TO DO: Quote the data below in full, minus the images.

Object outline annotations:
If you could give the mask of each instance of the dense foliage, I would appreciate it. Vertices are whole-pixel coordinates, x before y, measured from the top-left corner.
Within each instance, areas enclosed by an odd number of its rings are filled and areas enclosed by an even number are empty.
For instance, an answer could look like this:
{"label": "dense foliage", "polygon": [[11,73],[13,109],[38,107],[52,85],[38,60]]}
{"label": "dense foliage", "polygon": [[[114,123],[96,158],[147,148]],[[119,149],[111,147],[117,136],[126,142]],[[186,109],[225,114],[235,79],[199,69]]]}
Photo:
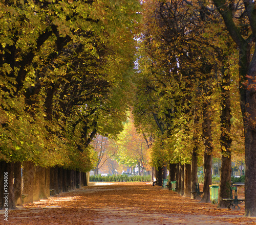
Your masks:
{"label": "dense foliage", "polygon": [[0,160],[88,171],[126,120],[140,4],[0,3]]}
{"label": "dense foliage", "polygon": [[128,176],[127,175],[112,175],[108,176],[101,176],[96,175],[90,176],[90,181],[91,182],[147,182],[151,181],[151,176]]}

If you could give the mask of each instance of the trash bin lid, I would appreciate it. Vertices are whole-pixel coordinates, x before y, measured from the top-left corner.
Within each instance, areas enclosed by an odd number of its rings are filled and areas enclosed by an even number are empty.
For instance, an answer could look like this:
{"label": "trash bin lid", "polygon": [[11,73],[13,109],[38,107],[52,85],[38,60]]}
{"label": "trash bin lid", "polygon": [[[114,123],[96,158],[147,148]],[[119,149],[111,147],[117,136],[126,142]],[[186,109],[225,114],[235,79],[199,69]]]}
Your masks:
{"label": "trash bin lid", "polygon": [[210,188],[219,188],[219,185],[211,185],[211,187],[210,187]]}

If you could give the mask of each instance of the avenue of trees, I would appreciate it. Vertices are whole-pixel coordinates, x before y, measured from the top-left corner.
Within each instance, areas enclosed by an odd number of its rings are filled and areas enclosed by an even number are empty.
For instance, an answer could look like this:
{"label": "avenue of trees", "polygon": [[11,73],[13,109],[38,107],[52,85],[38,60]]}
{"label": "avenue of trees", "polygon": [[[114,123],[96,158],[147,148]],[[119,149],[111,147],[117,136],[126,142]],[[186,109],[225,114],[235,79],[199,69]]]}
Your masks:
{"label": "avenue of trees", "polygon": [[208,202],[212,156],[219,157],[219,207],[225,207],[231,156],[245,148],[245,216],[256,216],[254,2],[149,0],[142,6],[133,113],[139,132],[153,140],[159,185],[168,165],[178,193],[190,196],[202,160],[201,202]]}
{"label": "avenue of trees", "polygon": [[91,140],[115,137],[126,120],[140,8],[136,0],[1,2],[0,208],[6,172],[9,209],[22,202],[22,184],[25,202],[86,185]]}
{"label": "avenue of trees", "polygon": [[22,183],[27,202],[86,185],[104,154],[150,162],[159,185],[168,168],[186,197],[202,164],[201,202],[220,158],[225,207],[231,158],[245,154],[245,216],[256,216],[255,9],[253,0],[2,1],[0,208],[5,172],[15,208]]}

FINAL RESULT:
If you could give the mask of each instance of the dense foliage, I would appreciate it. Vertices are whole-pixel coordinates, x before y, measured from the top-left corner.
Within each instance, areas enclosed by an odd number of its rings are filled and areas enclosed by an even number are empty.
For instance, an answer could look like this:
{"label": "dense foliage", "polygon": [[11,73],[13,109],[38,107],[52,85],[38,60]]}
{"label": "dense foliage", "polygon": [[[114,123],[96,158],[147,148]],[[119,149],[111,147],[117,136],[126,142]],[[186,109],[225,114],[235,79],[199,69]]]}
Photo:
Your masks:
{"label": "dense foliage", "polygon": [[0,160],[88,171],[126,120],[140,4],[0,3]]}
{"label": "dense foliage", "polygon": [[128,176],[127,175],[112,175],[108,176],[101,176],[96,175],[90,176],[90,181],[91,182],[147,182],[151,181],[151,176]]}

If you could give the mask of each instance of the trash bin lid, I would appreciate it. Vertices are whole-pixel coordinates, x before y, measured from the top-left corner.
Within each instance, areas enclosed by an odd number of its rings are filled and areas enclosed by an even number are empty.
For instance, an answer could look like this:
{"label": "trash bin lid", "polygon": [[11,73],[13,109],[38,107],[52,85],[38,60]]}
{"label": "trash bin lid", "polygon": [[[114,123],[96,158],[147,148]],[[119,149],[111,147],[117,136],[126,142]],[[186,109],[225,114],[235,79],[199,69]]]}
Your masks:
{"label": "trash bin lid", "polygon": [[210,188],[219,188],[219,185],[211,185],[211,187],[210,187]]}

If you could give the mask of each instance of the avenue of trees, I would appreciate it. Vertices are whole-pixel coordinates, x before y, measured from the top-left corner.
Within each instance, areas enclosed by an odd number of its rings are filled and areas enclosed by an even number are empty.
For instance, an answer could look like this:
{"label": "avenue of trees", "polygon": [[11,73],[13,109],[38,107],[52,85],[38,60]]}
{"label": "avenue of trees", "polygon": [[[114,123],[96,158],[147,148]],[[119,149],[111,147],[117,136],[126,142]],[[186,109],[225,114],[235,79],[199,69]]]}
Your masks:
{"label": "avenue of trees", "polygon": [[208,202],[212,156],[219,157],[219,207],[225,207],[231,156],[245,148],[245,216],[256,216],[254,2],[149,0],[142,6],[133,113],[139,132],[153,140],[159,185],[168,165],[178,193],[190,196],[202,160],[201,202]]}
{"label": "avenue of trees", "polygon": [[91,140],[115,137],[126,120],[140,8],[136,0],[1,2],[0,208],[6,172],[9,209],[22,202],[22,184],[25,202],[86,185]]}
{"label": "avenue of trees", "polygon": [[22,183],[27,202],[86,185],[104,154],[150,162],[159,185],[168,168],[186,197],[202,164],[201,202],[220,158],[225,207],[231,158],[245,154],[245,216],[256,216],[255,9],[253,0],[2,1],[0,208],[5,172],[15,208]]}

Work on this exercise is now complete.